(Records from a dataset)
══════════════════════════════
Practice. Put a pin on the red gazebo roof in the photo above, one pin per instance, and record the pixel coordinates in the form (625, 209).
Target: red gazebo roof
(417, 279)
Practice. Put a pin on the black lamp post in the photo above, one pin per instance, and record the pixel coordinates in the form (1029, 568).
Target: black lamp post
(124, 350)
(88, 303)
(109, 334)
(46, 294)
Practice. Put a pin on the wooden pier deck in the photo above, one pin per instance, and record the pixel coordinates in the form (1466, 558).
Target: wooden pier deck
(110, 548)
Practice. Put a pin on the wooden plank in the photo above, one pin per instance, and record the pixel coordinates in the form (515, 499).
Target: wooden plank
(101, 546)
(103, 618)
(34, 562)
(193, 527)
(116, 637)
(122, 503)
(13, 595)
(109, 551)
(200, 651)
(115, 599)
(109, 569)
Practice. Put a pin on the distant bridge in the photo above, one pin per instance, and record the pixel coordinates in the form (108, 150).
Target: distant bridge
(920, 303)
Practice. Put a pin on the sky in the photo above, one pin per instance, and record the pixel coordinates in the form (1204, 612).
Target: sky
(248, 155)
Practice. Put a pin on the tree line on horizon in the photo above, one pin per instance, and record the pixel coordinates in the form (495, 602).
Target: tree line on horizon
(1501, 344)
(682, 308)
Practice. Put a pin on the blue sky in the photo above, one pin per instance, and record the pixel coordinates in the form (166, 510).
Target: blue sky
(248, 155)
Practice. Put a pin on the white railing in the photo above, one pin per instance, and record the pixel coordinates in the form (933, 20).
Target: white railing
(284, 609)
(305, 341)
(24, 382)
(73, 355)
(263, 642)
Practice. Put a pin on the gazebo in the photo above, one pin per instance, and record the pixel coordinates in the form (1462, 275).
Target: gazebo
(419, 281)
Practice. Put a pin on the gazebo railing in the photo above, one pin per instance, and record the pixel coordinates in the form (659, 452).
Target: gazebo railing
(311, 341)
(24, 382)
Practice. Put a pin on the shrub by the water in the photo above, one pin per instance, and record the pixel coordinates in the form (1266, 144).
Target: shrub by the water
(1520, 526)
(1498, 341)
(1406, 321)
══════════════════════════════
**The request:** Please convert the part of the records that opens with the line containing "Practice. Put a pin on the wooden pier" and runs through the end of the records into a two-column CSV with the columns text and answer. Give one row per record, put each field in double quotes, and replace line breaks with spaces.

**Task output:**
text,answer
"Practice. Put a pin on the wooden pier deck in the photo above, one pin per instance, and record the pixel coordinates in the form (1466, 558). Target: wooden pier deck","(110, 548)"
"Practice. Put a pin on the wooden plank in the photo above, one pin per instance, and record the pixel coordinates in the form (515, 499). Target: wooden plank","(101, 546) (103, 618) (34, 562) (193, 527) (116, 637) (122, 503) (13, 595) (109, 551) (200, 651) (115, 599) (109, 569)"
"Practice. Put a pin on the distant bridge in the photo above, one pin per instance, and record the pixel coordinates in the form (108, 150). Target: distant bridge","(920, 303)"
"Practice. Put a pin on the sky in the photo above, one pin per instance, and record the pixel coordinates in the form (1204, 612). Target: sky","(248, 155)"
"Practice. Put a pin on the tree line on horizon in the photo above, one pin per instance, and record the pixel coordinates in the form (495, 602). Target: tree line on horizon","(1501, 344) (682, 308)"
"Practice. Put a pin on the blue sky in the photo above, one pin per instance, and record the pixel coordinates in the form (166, 510). Target: blue sky","(248, 155)"
"Practice. Put a pin on the white railing in the photo above, one pin per instance, and record the pixel coordinates in the form (933, 20). Target: white railing","(284, 609) (305, 341) (24, 382) (73, 355) (263, 642)"
"Practice. Put a pin on the gazebo in the photo above, one pin per instance, and record the pixel coordinates in the form (1462, 275). Target: gazebo","(419, 281)"
"Practice. Put a pin on the gazebo railing in the photo above, one pin per instance, and record the pixel coordinates in the form (659, 452). Target: gazebo railing","(311, 341) (24, 382)"
"Practice. Put a pin on the shrub by the water in the photo above, one pin per instance, and record the pixel coordinates in the form (1266, 144). Target: shrub by the water","(1520, 526) (1498, 341) (1406, 321)"